TASK REQUIREMENTS -
Please print every record exactly as it stands, leaving out the pictures.

[Records from a data source]
########

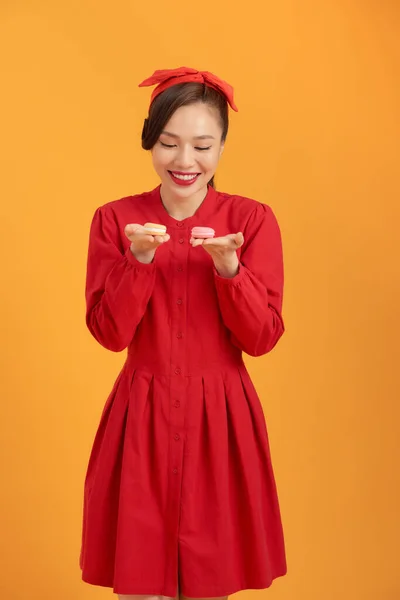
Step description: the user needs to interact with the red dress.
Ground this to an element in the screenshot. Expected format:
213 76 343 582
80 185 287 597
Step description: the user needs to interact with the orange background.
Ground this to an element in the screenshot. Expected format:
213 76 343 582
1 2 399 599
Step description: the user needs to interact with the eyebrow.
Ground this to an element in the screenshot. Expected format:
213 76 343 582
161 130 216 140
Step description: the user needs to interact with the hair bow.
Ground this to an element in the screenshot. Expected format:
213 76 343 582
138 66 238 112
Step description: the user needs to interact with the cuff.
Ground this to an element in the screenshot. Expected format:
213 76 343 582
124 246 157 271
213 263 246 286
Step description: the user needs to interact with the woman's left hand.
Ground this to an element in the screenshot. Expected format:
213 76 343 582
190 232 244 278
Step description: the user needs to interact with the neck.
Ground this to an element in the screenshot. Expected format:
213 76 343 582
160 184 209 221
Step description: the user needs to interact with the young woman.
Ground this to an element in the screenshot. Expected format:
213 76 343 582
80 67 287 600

########

TASK RESPONSE -
Step description: the user needs to interact with the red dress.
Ground this to an element in the screenshot. Expected format:
213 76 343 582
80 185 287 597
Step description: the user needs to interact with the orange background.
Ground this to an element in the screenshot. Expected format:
213 76 343 582
1 2 399 599
Step description: the user needs to interact with the eyebrow.
Ground this to an element in the screenshot. Expected format:
213 76 343 582
161 130 216 140
Step description: the user needs to interact with the hair bow.
Ground this to an element in the screenshot. Expected format:
213 76 343 582
138 66 238 112
Step description: the user needs to interact with the cuff.
Ground this to an element in the screenshot. Expected format:
213 76 343 582
124 246 157 271
213 263 246 286
Step description: the user needs to interact with the woman's left hand.
Ground this to an element in the screenshot. Expected format:
213 76 343 582
190 232 244 278
Step description: the user needs to interact with the neck.
Ground this to an element in the screenshot. Expected format:
213 76 343 582
160 184 209 221
Step description: the user needs to interact with the young woman.
Ground this to an element in the screenshot. Expected format:
213 76 343 582
80 67 287 600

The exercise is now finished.